→ SOURCE DOCUMENT
======

Models of in vitro spermatogenesis

Abstract

Understanding the mechanisms that lead to the differentiation of male germ cells from their spermatogonial stem cells through meiosis to give rise to mature haploid spermatozoa has been a major quest for many decades. Unlike most other cell types this differentiation process is more or less completely dependent upon the cells being located within the strongly structured niche provided by mature Sertoli cells within an intact seminiferous epithelium. While much new information is currently being obtained through the application and description of relevant gene mutations, there is still a considerable need for in vitro models with which to explore the mechanisms involved. Not only are systems of in vitro spermatogenesis important for understanding the basic science, they have marked pragmatic value in offering ex vivo systems for the artificial maturation of immature germ cells from male infertility patients, as well as providing opportunities for the transgenic manipulation of male germ cells. In this review, we have summarized literature relating to simplistic culturing of germ cells, co-cultures of germ cells with other cell types, especially with Sertoli cells, cultures of seminiferous tubule fragments, and briefly mention the opportunities of xenografting larger testicular pieces. The majority of methods are successful in allowing the differentiation of small steps in the progress of spermatogonia to spermatozoa; few tolerate the chromosomal reduction division through meiosis, and even fewer seem able to complete the complex morphogenesis which results in freely swimming spermatozoa. However, recent progress with complex culture environments, such as 3-d matrices, suggest that possibly success is now not too far away.

Figure 1. Cross-section of a seminiferous tubule from a mouse testis. Sertoli cells are specifically immunostained for transgenically overexpressed neurophysin. This image emphasizes clearly the different compartments (niches) in which Sertoli cells nurture specific groups of germ cells, and how the Sertoli cells effectively determine the architecture of the seminiferous epithelium.

Figure 2. Schematic diagram to illustrate the essential structure of the spermatogenic epithelium, its relation to the Leydig cells and interstitial space, and the manner in which the Sertoli cells determine the architecture of germ cell differentiation, as they progress from the tubule-enclosing basement membrane to the place of mature spermatozoa release in the tubule lumen (below).

======

→ RAW DATA
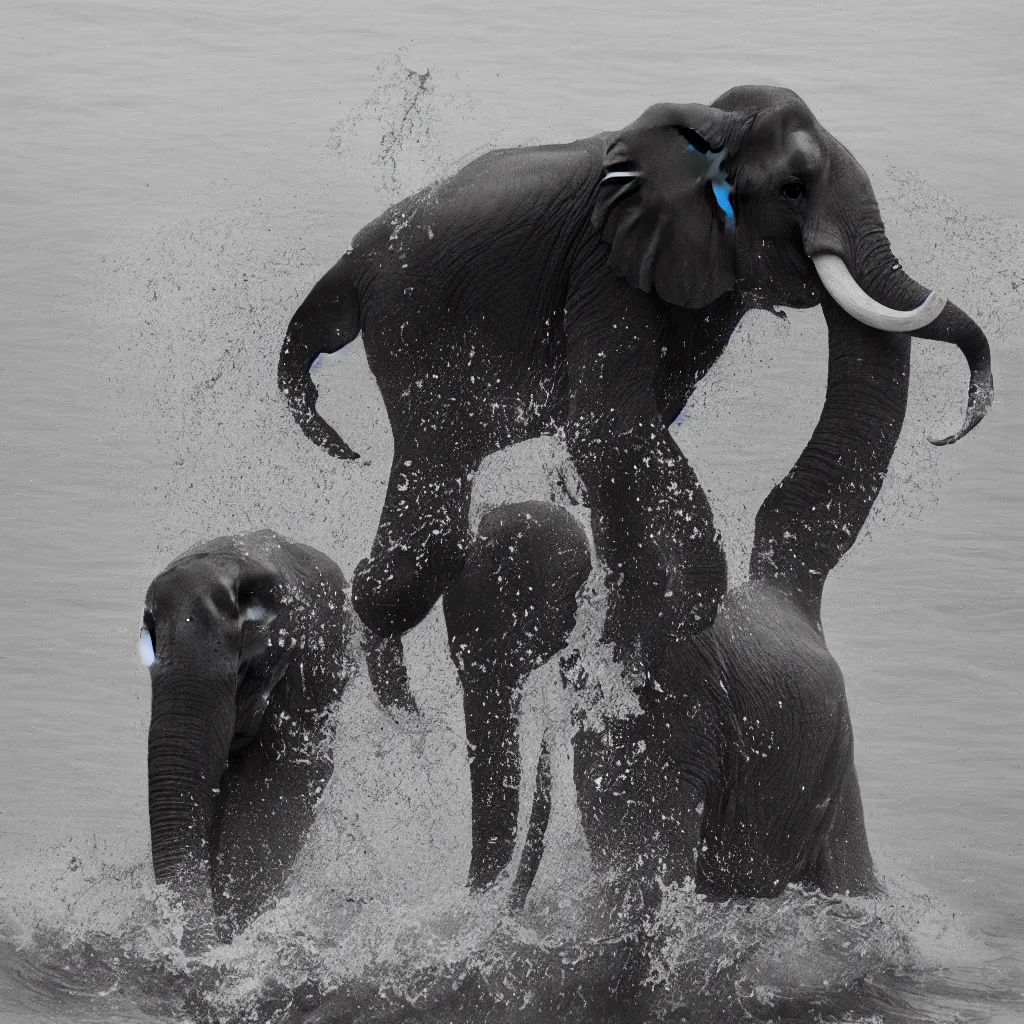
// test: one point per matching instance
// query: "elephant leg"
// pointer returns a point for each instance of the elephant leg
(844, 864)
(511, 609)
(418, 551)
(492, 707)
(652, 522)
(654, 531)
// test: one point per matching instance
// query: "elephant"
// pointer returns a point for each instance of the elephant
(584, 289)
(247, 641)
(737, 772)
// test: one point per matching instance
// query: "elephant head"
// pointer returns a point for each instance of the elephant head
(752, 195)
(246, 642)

======

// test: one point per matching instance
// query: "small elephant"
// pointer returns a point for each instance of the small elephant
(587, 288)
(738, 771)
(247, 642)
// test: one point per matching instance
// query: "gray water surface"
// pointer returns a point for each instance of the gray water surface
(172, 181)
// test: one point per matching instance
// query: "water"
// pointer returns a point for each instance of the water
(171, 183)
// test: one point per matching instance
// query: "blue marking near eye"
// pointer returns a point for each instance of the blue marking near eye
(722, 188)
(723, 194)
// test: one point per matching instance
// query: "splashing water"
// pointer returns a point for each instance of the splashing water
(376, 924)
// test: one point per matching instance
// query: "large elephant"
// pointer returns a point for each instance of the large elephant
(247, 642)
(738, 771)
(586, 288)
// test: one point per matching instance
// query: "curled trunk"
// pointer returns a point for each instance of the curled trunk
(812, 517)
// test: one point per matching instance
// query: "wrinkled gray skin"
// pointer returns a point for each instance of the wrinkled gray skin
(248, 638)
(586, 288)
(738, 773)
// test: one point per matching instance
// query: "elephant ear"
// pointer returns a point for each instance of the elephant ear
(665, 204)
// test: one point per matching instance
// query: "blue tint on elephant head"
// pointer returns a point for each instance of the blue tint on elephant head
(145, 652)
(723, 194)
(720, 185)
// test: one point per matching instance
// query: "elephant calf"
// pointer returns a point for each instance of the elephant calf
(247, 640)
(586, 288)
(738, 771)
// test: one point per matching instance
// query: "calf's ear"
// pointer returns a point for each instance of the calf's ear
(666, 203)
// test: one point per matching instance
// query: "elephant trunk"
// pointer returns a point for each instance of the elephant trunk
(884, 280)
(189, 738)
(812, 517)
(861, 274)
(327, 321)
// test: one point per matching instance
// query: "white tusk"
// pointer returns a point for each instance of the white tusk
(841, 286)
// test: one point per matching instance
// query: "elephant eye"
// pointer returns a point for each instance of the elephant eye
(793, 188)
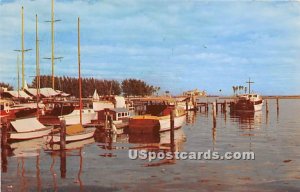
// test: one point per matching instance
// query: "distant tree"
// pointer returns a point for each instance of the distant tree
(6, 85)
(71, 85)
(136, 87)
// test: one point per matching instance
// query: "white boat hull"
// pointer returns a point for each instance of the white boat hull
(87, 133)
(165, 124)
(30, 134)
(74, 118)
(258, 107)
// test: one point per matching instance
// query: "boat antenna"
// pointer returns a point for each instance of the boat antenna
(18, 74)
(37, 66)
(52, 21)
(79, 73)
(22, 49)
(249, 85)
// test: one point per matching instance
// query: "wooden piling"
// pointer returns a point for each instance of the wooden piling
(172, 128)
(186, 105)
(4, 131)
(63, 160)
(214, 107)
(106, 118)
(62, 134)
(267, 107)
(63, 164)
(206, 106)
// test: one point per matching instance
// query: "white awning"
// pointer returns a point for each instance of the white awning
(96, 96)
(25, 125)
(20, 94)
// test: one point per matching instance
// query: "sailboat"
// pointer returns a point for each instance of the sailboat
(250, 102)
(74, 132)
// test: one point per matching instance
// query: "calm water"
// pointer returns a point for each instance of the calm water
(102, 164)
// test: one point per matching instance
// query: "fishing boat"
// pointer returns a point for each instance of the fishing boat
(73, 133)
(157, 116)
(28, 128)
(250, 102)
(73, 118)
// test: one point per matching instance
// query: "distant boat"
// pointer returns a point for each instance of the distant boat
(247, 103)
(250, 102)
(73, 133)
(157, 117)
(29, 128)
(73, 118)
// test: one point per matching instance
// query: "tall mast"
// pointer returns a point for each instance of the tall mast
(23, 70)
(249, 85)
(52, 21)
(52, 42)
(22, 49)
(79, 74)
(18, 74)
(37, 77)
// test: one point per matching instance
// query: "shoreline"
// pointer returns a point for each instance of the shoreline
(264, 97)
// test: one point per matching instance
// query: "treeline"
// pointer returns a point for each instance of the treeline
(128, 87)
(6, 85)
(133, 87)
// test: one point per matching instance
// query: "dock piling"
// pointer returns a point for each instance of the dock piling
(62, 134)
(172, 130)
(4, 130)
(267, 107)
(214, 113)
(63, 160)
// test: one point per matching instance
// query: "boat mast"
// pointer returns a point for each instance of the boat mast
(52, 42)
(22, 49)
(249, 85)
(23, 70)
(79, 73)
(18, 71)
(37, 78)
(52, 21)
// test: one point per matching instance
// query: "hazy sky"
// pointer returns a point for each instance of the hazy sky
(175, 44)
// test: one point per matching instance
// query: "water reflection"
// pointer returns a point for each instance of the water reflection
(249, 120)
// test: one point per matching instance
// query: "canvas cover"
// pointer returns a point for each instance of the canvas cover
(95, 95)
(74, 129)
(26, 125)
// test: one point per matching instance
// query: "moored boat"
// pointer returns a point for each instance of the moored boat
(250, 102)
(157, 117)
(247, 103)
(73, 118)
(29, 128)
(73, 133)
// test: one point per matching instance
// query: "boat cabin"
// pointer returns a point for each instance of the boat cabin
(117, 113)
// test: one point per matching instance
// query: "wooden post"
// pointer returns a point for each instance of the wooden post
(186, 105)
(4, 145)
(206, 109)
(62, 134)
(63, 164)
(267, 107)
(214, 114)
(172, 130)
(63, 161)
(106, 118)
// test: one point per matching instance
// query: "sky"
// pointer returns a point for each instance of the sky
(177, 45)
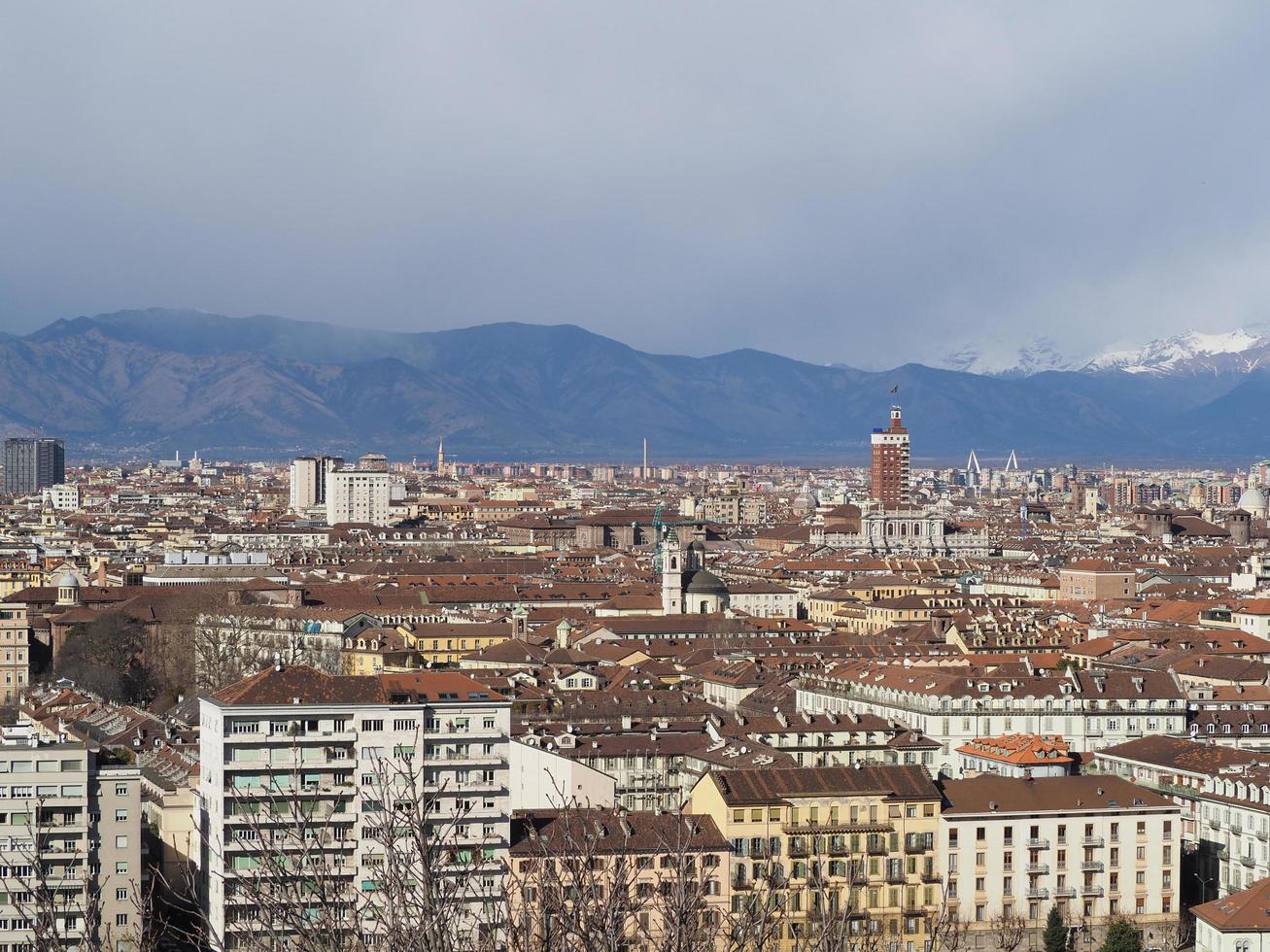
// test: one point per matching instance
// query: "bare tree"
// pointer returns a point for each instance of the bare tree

======

→ DIRECTIONS
From the text on in vitro spermatogenesis, repeat the part that opens with the words containing "Figure 1. Cross-section of" and closes with "tubule lumen (below).". The material comes from a different source than the text on in vitro spermatogenesis.

→ YOUR RESPONSE
Figure 1. Cross-section of a seminiferous tubule from a mouse testis. Sertoli cells are specifically immunostained for transgenically overexpressed neurophysin. This image emphasizes clearly the different compartments (niches) in which Sertoli cells nurture specific groups of germ cells, and how the Sertoli cells effectively determine the architecture of the seminiferous epithelium.

Figure 2. Schematic diagram to illustrate the essential structure of the spermatogenic epithelium, its relation to the Leydig cells and interstitial space, and the manner in which the Sertoli cells determine the architecture of germ cell differentiation, as they progress from the tubule-enclosing basement membrane to the place of mature spermatozoa release in the tubule lumen (below).